● WHAT IS EXPECTED:
Extend the blog text about work and vacation below, starting right after its last sentence.

● SOURCE DOCUMENT:
━━━━━━
Why do people rush to judgement, especially so-called "scientists"? Why does the news report shit like that? And, why can't people get over the idea that it is possible that things fall on the Earth all the time, and they can contain various compounds, and that those compounds can have an effect, from causing a pretty streak in the sky, to sickening plants and animals, to helping create life?

Frankly, when I first read the article, I was hoping for some strange bacteria or virus that sickened the villagers. That would have been proof of extraterrestrial life. But, alas, we get gas instead.

06 September 2007

Work vs. Life

(This post was edited 6 Sept, 11:17MDT, adding the bit about Ray Jenkins and my dad.)

Yesterday, I saw a posting on Lifehacker that pointed to a Wired article that suggested ways for people to "put your vacation behind you and successfully re-enter the workplace". They say that "your mind needs to adjust to a world in which responsibility and discipline are important parts of daily operation". Of all the comments, I was the only person who said anything other than, "Yes! This is helpful!" I wrote:

Instead of "getting back into work mode", why don't people spend a bit of time trying to discover why they need to get back into "work mode"? I've had "vacation hangovers", and they have helped me to question the entire system. Maybe others should do the same. Vacations don't have to be "respite from work". Instead, we can mold our lives into something that is a mix of "work" and "vacation", something pleasant and which is worth waking up every day.
━━━━━━
[Data pulled from a collection]
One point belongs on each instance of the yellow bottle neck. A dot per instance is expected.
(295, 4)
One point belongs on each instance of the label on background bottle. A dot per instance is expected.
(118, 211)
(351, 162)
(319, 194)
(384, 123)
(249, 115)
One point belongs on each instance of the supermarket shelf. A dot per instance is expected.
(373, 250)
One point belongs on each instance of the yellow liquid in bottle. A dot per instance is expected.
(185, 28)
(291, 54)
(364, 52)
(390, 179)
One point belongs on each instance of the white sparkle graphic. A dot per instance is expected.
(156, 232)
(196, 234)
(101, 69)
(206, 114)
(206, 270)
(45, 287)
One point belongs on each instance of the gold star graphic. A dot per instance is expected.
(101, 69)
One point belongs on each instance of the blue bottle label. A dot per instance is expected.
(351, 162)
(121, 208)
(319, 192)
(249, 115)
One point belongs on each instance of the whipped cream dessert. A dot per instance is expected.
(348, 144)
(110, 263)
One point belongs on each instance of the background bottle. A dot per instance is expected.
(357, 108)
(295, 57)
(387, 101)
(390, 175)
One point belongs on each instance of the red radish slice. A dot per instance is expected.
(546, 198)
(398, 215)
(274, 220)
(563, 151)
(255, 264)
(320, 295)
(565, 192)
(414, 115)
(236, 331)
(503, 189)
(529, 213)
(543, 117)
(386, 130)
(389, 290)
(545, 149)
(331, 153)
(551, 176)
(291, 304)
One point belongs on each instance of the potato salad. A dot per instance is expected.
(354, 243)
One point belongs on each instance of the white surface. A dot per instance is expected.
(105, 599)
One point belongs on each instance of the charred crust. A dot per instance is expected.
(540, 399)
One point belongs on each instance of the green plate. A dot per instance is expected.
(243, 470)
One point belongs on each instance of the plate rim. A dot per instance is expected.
━━━━━━
● EXERCISE RESPONSE:
How we as a society are functioning at the moment isn't "the only way". There are other options, and they could very well be "better", more sustainable, and more enjoyable.

There are so many assumptions and misrepresentations of real life in these few words that it's pretty amazing. First, why the dichotomy of "work sucks, vacation is great"? It's not true. Doing what you love and making your livelihood from it is rewarding and fulfilling, and vacations can often be stressful times full of disaster. My suggestion: life as you wish, doing what you love, in concert with the universe, and you won't need "vacation"; your entire life will be wonderful.

Another issue is the idea that responsibility and discipline aren't part of life other that "at work". This is a major societal problem in the United States. Everyone thinks that you bust your ass for work, then fuck off completely in your spare time. There is no balance in that approach, and it only benefits the corporations and those who run them. The people are basically slaves, unfulfilled, worked to death, and with no real purpose. That is a form of existence, but it's not any kind of a life.

One example of not using your "non-work time" in a fulfilling manner is in an article from the Burlington Free Press about Ray Jenkins, the United States' oldest "worker". Ray says, "I can't sit quiet and do nothing. I've got to keep going. Keeps your mind occupied. If you don't keep busy, forget it." My dad was the same way. When he retired from a job of 30+ years, he sat at home, having no clue what to do with himself. He tried a few things, but eventually found another job at a similar company to keep himself occupied. He didn't know how else to spend his time but "to work".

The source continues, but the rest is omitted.